<<<<
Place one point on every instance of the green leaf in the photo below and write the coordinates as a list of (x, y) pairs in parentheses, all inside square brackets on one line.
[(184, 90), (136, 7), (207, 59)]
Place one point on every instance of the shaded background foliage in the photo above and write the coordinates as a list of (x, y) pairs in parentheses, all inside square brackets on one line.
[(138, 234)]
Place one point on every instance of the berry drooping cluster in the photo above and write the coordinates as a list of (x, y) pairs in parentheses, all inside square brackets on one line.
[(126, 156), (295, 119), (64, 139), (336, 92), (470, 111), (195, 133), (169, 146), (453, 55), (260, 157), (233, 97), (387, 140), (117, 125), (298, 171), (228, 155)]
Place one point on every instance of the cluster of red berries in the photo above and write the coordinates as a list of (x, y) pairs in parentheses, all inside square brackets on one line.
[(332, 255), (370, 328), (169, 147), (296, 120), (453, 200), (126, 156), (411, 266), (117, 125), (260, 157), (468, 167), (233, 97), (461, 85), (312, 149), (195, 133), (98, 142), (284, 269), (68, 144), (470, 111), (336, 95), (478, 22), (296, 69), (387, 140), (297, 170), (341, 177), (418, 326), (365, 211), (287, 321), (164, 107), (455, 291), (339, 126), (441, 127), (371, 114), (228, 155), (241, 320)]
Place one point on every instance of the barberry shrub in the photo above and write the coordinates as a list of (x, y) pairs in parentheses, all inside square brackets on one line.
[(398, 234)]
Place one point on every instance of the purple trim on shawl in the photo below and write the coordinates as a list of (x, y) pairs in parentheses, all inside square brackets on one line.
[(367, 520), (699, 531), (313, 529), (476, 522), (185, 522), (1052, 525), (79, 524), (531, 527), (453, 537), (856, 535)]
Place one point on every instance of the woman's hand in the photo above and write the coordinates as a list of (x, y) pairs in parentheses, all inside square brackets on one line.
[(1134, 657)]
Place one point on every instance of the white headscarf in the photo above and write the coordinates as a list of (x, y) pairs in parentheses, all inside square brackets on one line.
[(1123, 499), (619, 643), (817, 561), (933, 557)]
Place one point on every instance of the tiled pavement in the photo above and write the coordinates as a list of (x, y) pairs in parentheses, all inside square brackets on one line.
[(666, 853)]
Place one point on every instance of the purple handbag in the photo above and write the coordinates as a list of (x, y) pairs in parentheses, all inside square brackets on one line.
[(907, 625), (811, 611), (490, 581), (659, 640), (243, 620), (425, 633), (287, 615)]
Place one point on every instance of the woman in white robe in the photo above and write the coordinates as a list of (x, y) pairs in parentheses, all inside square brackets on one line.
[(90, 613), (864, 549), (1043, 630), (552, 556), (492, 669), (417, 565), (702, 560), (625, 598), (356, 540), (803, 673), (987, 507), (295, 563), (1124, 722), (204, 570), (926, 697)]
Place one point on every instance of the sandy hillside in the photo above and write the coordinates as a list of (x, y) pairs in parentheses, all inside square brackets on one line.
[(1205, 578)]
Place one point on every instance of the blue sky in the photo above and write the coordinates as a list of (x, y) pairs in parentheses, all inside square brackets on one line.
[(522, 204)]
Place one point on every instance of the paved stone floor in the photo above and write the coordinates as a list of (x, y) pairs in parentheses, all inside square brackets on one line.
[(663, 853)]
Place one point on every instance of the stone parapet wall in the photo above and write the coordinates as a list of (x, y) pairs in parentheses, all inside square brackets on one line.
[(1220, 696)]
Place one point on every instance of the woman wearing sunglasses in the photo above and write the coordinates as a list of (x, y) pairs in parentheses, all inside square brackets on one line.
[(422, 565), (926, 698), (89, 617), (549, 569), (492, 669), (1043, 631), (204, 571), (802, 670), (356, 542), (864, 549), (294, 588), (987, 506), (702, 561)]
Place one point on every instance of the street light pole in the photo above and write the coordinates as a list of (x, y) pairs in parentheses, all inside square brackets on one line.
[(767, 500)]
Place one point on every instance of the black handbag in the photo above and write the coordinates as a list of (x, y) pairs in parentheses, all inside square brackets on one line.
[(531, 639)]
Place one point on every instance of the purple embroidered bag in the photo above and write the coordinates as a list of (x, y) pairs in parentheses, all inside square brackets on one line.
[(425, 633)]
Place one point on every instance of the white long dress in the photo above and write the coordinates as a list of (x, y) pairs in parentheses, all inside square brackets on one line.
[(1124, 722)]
>>>>
WORK TO COMPLETE: Write out the data again, exactly and in full.

FULL RESPONSE:
Place one point on every instance of the green leaf in the photo below and write the coordinates as a list of (x, y) pairs in parentheses, all inside square brackets on one line.
[(184, 90), (136, 7), (207, 59)]
Place one point on every instance of the shaded background foliage in the photo above and write the coordinates as a list of (x, y) pairs in parentheses, all inside square brackets on one line.
[(138, 234)]
Place one point on every instance of the berry drooping cluster in the photo above and write the coordinates as a list of (x, y) pairs in parentheses, all inside square brackets on one line.
[(126, 156), (295, 119), (64, 139), (336, 92), (470, 111), (195, 133), (169, 146), (453, 55), (260, 157), (233, 97), (387, 140), (117, 125), (298, 171), (228, 155)]
Place one point on every instance of the cluster of red berries in the photo above and write the coordinates as a list of (x, y) pairs in parentheses, all inside square brackets on one line.
[(332, 255), (370, 328), (169, 147), (296, 120), (453, 200), (126, 156), (411, 266), (117, 125), (260, 157), (468, 167), (233, 97), (461, 85), (312, 149), (195, 133), (98, 142), (284, 269), (68, 144), (470, 111), (336, 95), (478, 22), (296, 69), (387, 140), (297, 170), (341, 177), (418, 326), (365, 211), (287, 321), (164, 107), (455, 291), (339, 126), (441, 127), (371, 114), (228, 155), (241, 320)]
Place one point on every instance of the barberry shrub in the photo above and write the coordinates as a list of (x, y) pairs in parentheses, all inside square brackets on one line.
[(398, 234)]
Place one point on every instance of the purple trim on shawl in the photo below and write the coordinates as a list of (x, y) pairs in parentheses, all inside square brackets on one line.
[(367, 520), (699, 531), (313, 529), (476, 522), (185, 522), (1052, 525), (79, 524), (531, 527), (453, 537), (856, 535)]
Place one point on every instance of the woman's hand in the photo above and write the coordinates as a list of (x, y) pairs in parentheses, all inside square brackets on one line.
[(1134, 657)]
Place one point on every instance of the white headscarf in the photo above and write the coordinates as a list of (x, y) pairs in parentheses, all inside square brackets on one line.
[(1123, 499), (619, 643), (817, 561), (933, 557)]
Place one point on every instance of the tiled pavement in the photo above and write the coordinates as a list of (x, y) pairs in parentheses, all inside square brackets on one line.
[(666, 853)]
Place one point on every instance of the purple handbag in the photo above and write the coordinates as a list of (x, y) pairs in parentheses, all inside square brackets on one line.
[(907, 625), (811, 611), (490, 581), (659, 640), (243, 620), (425, 633), (287, 615)]
Place one point on every instance of the woman in white robe in the photo above and write the coordinates as a list of (x, y) pairs in parentheses, all inside square brackets on one line.
[(90, 613), (864, 549), (1043, 630), (552, 556), (492, 669), (417, 565), (702, 560), (625, 598), (356, 540), (803, 673), (987, 507), (295, 563), (1124, 722), (204, 570), (926, 697)]
Place one point on every instance of the sandy hillside in the photo above and write the coordinates as a list of (x, y) pairs in parentheses, all inside square brackets on one line.
[(1205, 578)]
Place one point on every instance of the blue sky in the photo above and write the coordinates as a list of (x, y) pairs in parentheses, all inside square brackets on one line.
[(522, 204)]
Place one point on every instance of the paved stone floor in the photo above and write the coordinates as a list of (x, y) pairs in parentheses, all inside square brackets on one line.
[(663, 853)]
Place one point on every instance of the stone parapet wall in the photo above and write the coordinates as a list of (x, y) pairs in parentheses, all inside square brackets on one line.
[(1220, 696)]
Place one point on every instance of the woman wearing sunglasses in the photo above and write the coordinates as a list of (x, y) pairs in parentheses, all inside square brackets on one line.
[(422, 565), (926, 698), (89, 617), (549, 569), (492, 669), (1043, 631), (204, 571), (802, 670), (356, 542), (864, 549), (294, 588), (987, 506), (702, 561)]
Place one point on every instance of the street light pole in the photo above and write the coordinates as a list of (x, y) pairs in parentheses, all inside square brackets on one line.
[(767, 500)]
Place one point on every instance of the black handbag in the photo above and write the coordinates as a list of (x, y) pairs in parentheses, all inside square brackets on one line.
[(531, 639)]
Place one point on every instance of the purple embroidered bag in the photo above and write the coordinates as a list of (x, y) pairs in parentheses, all inside square brackets on one line.
[(425, 633)]
Place one point on every instance of the white long dress in the photo above and write the coordinates as a list of (x, y) pairs in parentheses, all inside square brackets on one line.
[(1124, 722)]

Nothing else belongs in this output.